--- START Supplied material ---

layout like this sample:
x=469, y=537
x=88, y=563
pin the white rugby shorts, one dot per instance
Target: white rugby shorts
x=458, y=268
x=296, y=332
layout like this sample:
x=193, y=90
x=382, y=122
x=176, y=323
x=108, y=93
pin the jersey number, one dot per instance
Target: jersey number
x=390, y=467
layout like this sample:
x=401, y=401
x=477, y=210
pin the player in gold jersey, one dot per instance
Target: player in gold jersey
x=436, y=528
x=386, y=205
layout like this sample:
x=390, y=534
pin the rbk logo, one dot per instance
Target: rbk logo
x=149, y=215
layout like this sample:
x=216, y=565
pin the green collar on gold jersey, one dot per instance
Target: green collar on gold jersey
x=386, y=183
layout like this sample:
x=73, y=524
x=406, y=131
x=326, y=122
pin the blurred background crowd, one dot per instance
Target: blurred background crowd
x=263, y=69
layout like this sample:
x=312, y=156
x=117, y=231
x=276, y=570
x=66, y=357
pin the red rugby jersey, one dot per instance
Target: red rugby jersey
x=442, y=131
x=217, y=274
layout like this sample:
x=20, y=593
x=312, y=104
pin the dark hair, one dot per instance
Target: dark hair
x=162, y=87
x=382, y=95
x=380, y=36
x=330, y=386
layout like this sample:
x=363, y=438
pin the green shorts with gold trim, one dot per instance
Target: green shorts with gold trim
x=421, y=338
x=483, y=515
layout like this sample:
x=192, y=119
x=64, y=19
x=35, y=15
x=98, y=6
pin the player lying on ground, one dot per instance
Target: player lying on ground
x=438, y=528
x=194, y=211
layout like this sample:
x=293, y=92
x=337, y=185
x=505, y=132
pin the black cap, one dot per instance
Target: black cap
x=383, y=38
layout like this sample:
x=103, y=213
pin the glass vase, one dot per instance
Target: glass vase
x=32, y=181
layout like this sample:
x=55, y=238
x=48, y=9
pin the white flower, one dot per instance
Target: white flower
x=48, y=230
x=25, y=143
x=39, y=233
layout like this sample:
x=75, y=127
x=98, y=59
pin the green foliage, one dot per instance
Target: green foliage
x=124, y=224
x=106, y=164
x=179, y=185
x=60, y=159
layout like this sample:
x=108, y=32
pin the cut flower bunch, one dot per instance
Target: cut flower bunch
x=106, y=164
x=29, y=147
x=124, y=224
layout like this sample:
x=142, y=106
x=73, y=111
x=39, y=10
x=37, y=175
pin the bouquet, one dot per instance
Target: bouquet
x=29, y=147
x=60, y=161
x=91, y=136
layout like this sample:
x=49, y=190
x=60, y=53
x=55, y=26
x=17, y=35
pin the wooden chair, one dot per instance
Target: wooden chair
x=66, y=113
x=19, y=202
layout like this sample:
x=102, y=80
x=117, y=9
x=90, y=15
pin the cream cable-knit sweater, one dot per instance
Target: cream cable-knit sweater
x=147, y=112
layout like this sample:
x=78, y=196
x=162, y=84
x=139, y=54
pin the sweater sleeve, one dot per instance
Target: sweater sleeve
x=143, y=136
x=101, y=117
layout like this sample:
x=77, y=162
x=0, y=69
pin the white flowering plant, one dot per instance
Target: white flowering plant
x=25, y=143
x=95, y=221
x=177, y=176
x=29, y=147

--- END Supplied material ---

> [Problem statement]: Return all of the data precisely as it appears.

> [Solution for this problem]:
layout like this sample:
x=469, y=537
x=88, y=563
pin the white rugby shorts, one dot per instance
Target: white rugby shorts
x=458, y=268
x=296, y=332
layout like this sample:
x=193, y=90
x=382, y=122
x=176, y=323
x=108, y=93
pin the jersey number, one dot per instance
Target: jersey number
x=390, y=467
layout like this sample:
x=401, y=401
x=477, y=210
pin the player in gold jersey, one dot per instance
Target: player in gold jersey
x=436, y=528
x=386, y=205
layout like this sample:
x=390, y=534
pin the rbk logo, one dot per instance
Target: rbk logo
x=149, y=215
layout like this sample:
x=216, y=565
pin the green collar on gold jersey, one dot per instance
Target: green collar on gold jersey
x=386, y=183
layout like this sample:
x=73, y=524
x=406, y=131
x=326, y=122
pin the blurred background crowd, one dot per instance
Target: blurred background crowd
x=263, y=69
layout like this sample:
x=312, y=156
x=117, y=231
x=276, y=570
x=66, y=357
pin the red rugby jersey, one dot per instance
Target: red rugby jersey
x=442, y=131
x=217, y=274
layout like this sample:
x=20, y=593
x=312, y=104
pin the dark hair, one dot per instance
Target: dark hair
x=162, y=87
x=382, y=95
x=380, y=36
x=330, y=386
layout like this sample:
x=363, y=438
pin the green shorts with gold trim, one dot per instance
Target: green shorts with gold trim
x=421, y=338
x=483, y=515
layout like this sample:
x=192, y=119
x=64, y=19
x=35, y=15
x=98, y=6
pin the player lying on ground, one dot per instance
Target: player lying on ground
x=438, y=528
x=194, y=211
layout like this sample:
x=293, y=92
x=337, y=185
x=505, y=132
pin the black cap, one dot per instance
Target: black cap
x=383, y=38
layout like this sample:
x=103, y=213
pin the glass vase, one dot per instance
Target: glass vase
x=32, y=181
layout like this sample:
x=55, y=238
x=48, y=9
pin the white flower, one dot per instance
Target: white flower
x=48, y=230
x=25, y=143
x=39, y=233
layout like this sample:
x=75, y=127
x=98, y=59
pin the green foliage, one dot per instance
Target: green foliage
x=124, y=224
x=106, y=164
x=179, y=185
x=60, y=159
layout like this sample:
x=108, y=32
pin the cut flower bunch, one dot per instance
Target: cut flower bunch
x=106, y=164
x=29, y=147
x=124, y=224
layout like this sample:
x=142, y=106
x=73, y=111
x=39, y=10
x=37, y=175
pin the bouquet, one dot per instance
Target: bouquet
x=29, y=147
x=60, y=161
x=91, y=136
layout like this sample:
x=49, y=190
x=60, y=53
x=55, y=26
x=17, y=35
pin the wooden chair, one dot per instance
Target: wooden chair
x=66, y=113
x=19, y=202
layout like this sample:
x=102, y=80
x=117, y=9
x=90, y=15
pin the cream cable-knit sweater, one dot per instance
Target: cream cable-knit sweater
x=147, y=112
layout like this sample:
x=78, y=196
x=162, y=84
x=139, y=54
pin the sweater sleeve, one dot per instance
Target: sweater sleeve
x=143, y=136
x=101, y=117
layout like this sample:
x=77, y=162
x=0, y=69
pin the white flowering plant, one dot per instance
Target: white flowering plant
x=25, y=143
x=95, y=221
x=177, y=176
x=29, y=147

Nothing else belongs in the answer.